* _Your task_: Copy every line in the material below that contains the string "suit". Case counts.

* _Entries_:
= = =

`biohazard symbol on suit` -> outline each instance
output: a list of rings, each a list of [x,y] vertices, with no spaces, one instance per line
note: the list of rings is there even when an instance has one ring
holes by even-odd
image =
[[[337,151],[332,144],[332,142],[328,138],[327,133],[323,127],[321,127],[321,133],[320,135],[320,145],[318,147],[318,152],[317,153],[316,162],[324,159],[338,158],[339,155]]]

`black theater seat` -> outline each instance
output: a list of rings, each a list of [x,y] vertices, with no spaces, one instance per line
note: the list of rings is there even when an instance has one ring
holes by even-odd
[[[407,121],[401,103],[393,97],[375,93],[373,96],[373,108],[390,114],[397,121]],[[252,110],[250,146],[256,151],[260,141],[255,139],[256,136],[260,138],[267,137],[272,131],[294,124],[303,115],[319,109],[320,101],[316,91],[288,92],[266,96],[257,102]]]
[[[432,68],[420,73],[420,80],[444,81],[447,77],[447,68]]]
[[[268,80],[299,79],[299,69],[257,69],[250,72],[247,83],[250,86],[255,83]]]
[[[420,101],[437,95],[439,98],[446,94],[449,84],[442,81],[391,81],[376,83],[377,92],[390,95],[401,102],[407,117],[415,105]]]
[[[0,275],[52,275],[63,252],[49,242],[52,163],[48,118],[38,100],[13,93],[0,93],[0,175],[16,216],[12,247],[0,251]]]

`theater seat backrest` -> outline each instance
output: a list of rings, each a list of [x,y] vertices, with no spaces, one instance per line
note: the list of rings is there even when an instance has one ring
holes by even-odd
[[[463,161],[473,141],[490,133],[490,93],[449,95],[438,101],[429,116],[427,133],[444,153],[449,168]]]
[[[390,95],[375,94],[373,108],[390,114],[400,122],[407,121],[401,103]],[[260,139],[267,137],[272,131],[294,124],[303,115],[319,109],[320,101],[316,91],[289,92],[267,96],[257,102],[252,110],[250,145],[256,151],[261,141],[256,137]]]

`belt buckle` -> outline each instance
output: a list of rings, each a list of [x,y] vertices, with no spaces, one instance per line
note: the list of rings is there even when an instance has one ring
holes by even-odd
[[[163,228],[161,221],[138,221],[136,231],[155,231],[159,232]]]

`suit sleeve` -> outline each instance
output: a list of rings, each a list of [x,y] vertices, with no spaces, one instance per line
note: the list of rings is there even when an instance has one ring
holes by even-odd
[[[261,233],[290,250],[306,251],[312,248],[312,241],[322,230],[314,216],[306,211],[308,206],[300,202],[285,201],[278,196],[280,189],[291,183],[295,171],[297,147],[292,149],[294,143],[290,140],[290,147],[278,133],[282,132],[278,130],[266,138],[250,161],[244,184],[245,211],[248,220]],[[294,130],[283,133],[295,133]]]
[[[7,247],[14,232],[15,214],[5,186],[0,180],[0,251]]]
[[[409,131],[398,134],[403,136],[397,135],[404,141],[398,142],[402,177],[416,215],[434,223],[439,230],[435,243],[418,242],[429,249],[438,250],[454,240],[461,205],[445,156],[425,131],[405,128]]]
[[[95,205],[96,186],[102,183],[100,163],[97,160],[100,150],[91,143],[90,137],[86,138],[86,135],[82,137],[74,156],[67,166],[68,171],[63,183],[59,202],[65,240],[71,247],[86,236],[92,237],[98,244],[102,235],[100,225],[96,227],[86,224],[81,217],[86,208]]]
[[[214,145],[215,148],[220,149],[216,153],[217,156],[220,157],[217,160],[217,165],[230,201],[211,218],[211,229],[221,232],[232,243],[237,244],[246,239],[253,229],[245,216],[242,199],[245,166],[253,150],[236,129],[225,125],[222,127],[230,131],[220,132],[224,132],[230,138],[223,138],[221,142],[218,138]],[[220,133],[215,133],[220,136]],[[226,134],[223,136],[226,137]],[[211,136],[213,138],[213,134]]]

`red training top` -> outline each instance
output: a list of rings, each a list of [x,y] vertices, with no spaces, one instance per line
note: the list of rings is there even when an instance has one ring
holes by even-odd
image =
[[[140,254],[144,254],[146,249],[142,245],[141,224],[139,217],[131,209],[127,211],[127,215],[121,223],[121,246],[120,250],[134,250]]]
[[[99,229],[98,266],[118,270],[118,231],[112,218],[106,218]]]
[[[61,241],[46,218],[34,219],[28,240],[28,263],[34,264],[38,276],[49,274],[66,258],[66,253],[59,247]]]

= = =

* _Output of the exercise_:
`biohazard symbol on suit` -> outline each instance
`suit sleeve` -> outline each instance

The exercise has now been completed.